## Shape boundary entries

● ● ● ● ● ● ●

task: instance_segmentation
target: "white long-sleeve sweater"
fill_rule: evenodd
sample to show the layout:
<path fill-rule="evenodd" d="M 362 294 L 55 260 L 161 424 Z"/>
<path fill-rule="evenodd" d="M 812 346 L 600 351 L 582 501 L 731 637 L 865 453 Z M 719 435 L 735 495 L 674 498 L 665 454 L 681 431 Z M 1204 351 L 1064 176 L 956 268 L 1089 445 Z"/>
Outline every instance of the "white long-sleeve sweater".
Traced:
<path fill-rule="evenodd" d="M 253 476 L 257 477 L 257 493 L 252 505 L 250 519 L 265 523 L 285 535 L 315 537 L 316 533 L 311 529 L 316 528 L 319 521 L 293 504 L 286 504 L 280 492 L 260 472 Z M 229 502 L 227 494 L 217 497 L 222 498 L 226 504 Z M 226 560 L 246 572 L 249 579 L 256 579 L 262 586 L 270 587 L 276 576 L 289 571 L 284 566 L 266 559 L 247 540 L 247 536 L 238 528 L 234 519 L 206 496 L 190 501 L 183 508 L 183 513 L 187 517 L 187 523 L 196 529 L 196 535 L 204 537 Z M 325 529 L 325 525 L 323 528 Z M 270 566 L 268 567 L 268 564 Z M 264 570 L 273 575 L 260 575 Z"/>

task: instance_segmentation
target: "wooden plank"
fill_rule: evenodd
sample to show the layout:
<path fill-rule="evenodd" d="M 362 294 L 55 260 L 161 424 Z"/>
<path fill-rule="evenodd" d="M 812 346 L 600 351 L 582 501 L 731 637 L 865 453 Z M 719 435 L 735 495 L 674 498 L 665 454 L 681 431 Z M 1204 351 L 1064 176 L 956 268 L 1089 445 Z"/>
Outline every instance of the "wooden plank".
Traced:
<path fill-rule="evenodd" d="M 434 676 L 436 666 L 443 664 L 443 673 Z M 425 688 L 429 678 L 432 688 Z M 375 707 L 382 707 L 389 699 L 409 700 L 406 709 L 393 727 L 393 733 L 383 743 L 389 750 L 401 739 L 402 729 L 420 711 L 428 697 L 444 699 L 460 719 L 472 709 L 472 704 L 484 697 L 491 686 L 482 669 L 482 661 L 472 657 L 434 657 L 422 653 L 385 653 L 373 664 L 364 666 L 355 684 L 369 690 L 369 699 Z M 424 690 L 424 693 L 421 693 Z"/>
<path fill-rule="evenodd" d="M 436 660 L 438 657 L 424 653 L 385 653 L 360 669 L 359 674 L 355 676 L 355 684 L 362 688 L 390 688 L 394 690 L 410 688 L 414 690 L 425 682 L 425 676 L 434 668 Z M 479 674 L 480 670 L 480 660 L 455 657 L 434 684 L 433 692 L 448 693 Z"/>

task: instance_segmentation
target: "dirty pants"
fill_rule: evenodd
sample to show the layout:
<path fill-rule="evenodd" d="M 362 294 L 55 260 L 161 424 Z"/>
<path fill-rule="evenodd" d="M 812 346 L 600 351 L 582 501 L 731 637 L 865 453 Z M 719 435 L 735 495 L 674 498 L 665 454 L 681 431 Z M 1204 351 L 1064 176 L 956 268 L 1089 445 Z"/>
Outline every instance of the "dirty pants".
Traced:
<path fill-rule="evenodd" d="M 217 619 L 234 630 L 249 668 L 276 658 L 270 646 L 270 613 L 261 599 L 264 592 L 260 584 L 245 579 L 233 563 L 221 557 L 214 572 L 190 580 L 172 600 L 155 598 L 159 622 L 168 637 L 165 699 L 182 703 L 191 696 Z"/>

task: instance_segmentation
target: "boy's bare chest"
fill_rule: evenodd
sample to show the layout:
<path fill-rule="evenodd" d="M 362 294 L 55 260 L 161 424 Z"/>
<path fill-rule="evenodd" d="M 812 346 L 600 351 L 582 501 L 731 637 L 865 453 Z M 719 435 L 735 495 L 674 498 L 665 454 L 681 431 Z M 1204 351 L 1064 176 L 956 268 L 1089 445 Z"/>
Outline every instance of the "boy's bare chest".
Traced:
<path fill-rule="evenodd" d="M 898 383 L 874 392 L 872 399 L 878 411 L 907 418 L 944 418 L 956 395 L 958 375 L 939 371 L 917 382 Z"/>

● ● ● ● ● ● ●

## SET TASK
Every record above must be duplicated exactly.

## EXERCISE ANSWER
task: instance_segmentation
target: "white long-sleeve sweater"
fill_rule: evenodd
sample to show the layout:
<path fill-rule="evenodd" d="M 362 294 L 55 260 L 161 424 Z"/>
<path fill-rule="evenodd" d="M 812 346 L 600 351 L 582 501 L 731 637 L 865 453 Z M 719 435 L 735 495 L 674 498 L 665 454 L 681 431 Z M 1204 351 L 1064 176 L 956 268 L 1089 445 Z"/>
Outline every instance of the "white long-sleeve sweater".
Traced:
<path fill-rule="evenodd" d="M 253 476 L 257 477 L 257 493 L 252 505 L 250 519 L 265 523 L 285 535 L 315 537 L 316 533 L 311 529 L 316 528 L 319 521 L 293 504 L 286 504 L 280 492 L 260 472 Z M 229 502 L 227 494 L 217 497 L 222 498 L 226 504 Z M 226 560 L 246 572 L 249 579 L 256 579 L 262 586 L 270 587 L 276 576 L 289 571 L 284 566 L 266 559 L 247 540 L 247 536 L 238 528 L 234 519 L 206 496 L 190 501 L 183 508 L 183 513 L 187 517 L 187 523 L 196 529 L 196 535 L 204 537 Z M 325 529 L 325 525 L 323 528 Z M 270 566 L 268 567 L 268 564 Z M 264 570 L 273 575 L 260 575 Z"/>

task: instance_segmentation
target: "wooden plank"
fill_rule: evenodd
sample to show the layout:
<path fill-rule="evenodd" d="M 362 294 L 55 260 L 161 424 Z"/>
<path fill-rule="evenodd" d="M 812 346 L 600 351 L 582 501 L 731 637 L 865 453 Z M 719 435 L 735 495 L 674 498 L 665 454 L 681 431 Z M 1204 351 L 1064 176 L 956 268 L 1089 445 Z"/>
Outline every instance of the "wooden plank".
Traced:
<path fill-rule="evenodd" d="M 434 676 L 436 666 L 443 664 L 443 673 Z M 425 688 L 429 678 L 432 688 Z M 375 707 L 382 707 L 389 699 L 409 700 L 406 709 L 393 727 L 393 733 L 383 743 L 389 750 L 401 739 L 402 729 L 420 711 L 428 697 L 444 699 L 460 719 L 472 709 L 472 704 L 484 697 L 491 686 L 482 669 L 482 661 L 472 657 L 434 657 L 422 653 L 385 653 L 373 664 L 364 666 L 355 684 L 369 690 L 369 699 Z M 424 690 L 424 693 L 421 693 Z"/>
<path fill-rule="evenodd" d="M 436 660 L 438 657 L 424 653 L 385 653 L 360 669 L 359 674 L 355 676 L 355 684 L 362 688 L 390 688 L 394 690 L 410 688 L 414 690 L 425 682 L 425 676 L 434 668 Z M 479 674 L 480 670 L 480 660 L 455 657 L 434 684 L 433 692 L 448 693 Z"/>

task: instance_segmentation
target: "dirty pants"
fill_rule: evenodd
sample to show the layout:
<path fill-rule="evenodd" d="M 362 294 L 55 260 L 161 424 Z"/>
<path fill-rule="evenodd" d="M 812 346 L 600 351 L 582 501 L 731 637 L 865 453 Z M 719 435 L 735 495 L 674 498 L 665 454 L 681 431 Z M 1204 351 L 1064 176 L 956 268 L 1089 445 Z"/>
Outline every instance of the "dirty pants".
Traced:
<path fill-rule="evenodd" d="M 217 619 L 234 630 L 249 668 L 276 658 L 270 646 L 270 613 L 261 599 L 264 592 L 260 584 L 245 579 L 233 563 L 221 557 L 214 572 L 190 580 L 172 600 L 155 598 L 159 622 L 168 637 L 165 699 L 182 703 L 191 696 Z"/>

task: instance_segmentation
target: "boy's bare chest"
fill_rule: evenodd
sample to show the layout:
<path fill-rule="evenodd" d="M 362 294 L 55 260 L 161 424 Z"/>
<path fill-rule="evenodd" d="M 812 346 L 600 351 L 582 501 L 731 637 L 865 453 Z M 719 435 L 735 495 L 674 498 L 665 454 L 681 431 Z M 1204 351 L 1064 176 L 956 268 L 1089 445 Z"/>
Outline every instance of the "boy's bare chest".
Traced:
<path fill-rule="evenodd" d="M 898 383 L 874 392 L 872 399 L 878 411 L 907 418 L 944 418 L 956 395 L 958 375 L 939 371 L 917 382 Z"/>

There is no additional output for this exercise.